[EXERCISE PROMPT] Tally the lines in the entries below that contain the string "white", treating uppercase and lowercase as different, and reply with the number alone.

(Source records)
>> START

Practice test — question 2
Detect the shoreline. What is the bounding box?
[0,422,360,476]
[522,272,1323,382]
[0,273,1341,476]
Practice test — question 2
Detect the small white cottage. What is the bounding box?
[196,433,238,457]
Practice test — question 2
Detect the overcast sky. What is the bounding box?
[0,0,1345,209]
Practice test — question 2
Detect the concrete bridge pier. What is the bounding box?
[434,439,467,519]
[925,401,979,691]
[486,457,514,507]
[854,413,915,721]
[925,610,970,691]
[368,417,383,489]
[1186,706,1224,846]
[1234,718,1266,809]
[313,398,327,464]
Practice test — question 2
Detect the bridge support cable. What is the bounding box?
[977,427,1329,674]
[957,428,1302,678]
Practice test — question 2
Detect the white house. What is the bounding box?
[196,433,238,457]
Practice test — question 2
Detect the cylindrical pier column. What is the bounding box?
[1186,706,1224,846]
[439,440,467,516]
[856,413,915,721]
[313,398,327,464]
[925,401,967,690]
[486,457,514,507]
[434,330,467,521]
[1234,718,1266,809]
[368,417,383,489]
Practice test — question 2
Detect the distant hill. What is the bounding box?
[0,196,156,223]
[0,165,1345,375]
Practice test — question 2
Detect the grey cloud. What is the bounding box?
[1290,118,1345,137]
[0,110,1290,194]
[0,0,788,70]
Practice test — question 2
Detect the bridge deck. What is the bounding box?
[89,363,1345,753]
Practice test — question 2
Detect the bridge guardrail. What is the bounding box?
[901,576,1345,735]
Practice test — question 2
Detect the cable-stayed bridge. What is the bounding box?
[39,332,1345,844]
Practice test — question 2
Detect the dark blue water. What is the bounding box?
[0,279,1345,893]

>> END

[ANSWER TO THE PROBLEM] 2